TASK INPUT below:

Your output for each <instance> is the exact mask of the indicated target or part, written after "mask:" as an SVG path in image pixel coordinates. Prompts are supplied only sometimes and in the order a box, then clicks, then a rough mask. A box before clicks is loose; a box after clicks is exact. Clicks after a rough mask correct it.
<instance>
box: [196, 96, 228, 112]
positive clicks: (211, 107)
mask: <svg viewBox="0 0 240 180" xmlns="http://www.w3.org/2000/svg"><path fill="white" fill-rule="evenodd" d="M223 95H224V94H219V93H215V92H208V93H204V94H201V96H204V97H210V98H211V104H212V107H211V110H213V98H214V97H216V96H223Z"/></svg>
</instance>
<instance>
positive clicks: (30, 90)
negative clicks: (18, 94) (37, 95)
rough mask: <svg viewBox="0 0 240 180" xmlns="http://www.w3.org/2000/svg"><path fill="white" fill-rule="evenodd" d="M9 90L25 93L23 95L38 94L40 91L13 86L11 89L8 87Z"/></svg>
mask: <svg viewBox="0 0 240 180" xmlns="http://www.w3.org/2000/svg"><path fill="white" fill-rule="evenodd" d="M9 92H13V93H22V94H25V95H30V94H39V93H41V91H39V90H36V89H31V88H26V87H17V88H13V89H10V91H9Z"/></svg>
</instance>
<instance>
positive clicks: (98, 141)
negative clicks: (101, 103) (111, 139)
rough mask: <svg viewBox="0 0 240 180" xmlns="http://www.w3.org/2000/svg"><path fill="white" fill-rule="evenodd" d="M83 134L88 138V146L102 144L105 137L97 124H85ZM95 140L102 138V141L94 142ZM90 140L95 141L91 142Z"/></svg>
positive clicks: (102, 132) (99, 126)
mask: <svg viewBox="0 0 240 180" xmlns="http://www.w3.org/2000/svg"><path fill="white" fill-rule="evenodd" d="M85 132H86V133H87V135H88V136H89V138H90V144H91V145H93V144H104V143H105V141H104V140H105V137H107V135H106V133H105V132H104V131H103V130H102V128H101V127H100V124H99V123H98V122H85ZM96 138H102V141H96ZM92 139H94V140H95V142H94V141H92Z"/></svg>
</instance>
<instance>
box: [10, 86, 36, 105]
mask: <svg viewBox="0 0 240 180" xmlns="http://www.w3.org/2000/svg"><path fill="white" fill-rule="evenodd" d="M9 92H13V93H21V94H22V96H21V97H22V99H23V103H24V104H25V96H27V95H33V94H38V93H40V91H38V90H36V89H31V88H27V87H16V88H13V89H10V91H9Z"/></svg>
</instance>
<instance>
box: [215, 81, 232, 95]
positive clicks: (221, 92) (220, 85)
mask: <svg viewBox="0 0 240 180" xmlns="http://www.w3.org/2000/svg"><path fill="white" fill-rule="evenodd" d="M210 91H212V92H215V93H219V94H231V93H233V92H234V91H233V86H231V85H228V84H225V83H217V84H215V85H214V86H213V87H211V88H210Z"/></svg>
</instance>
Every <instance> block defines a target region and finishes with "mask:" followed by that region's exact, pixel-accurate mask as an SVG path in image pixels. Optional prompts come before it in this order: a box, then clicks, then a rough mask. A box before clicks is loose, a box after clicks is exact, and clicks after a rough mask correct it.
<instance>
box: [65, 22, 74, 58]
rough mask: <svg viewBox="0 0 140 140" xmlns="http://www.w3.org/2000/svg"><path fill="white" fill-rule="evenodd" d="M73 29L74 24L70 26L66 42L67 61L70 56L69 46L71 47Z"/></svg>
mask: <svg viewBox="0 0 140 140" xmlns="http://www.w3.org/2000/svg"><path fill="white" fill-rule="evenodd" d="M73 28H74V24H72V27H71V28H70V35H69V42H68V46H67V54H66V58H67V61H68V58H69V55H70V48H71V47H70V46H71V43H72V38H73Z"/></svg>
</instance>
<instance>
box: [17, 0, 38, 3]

End of TASK INPUT.

### WHAT TO WORK ON
Pull out each line of the data above that contains the string "positive", with uppercase and lowercase treated as different letters.

### RESPONSE BOX
positive clicks: (211, 107)
positive clicks: (30, 90)
positive clicks: (98, 141)
positive clicks: (102, 132) (99, 126)
positive clicks: (221, 92) (220, 85)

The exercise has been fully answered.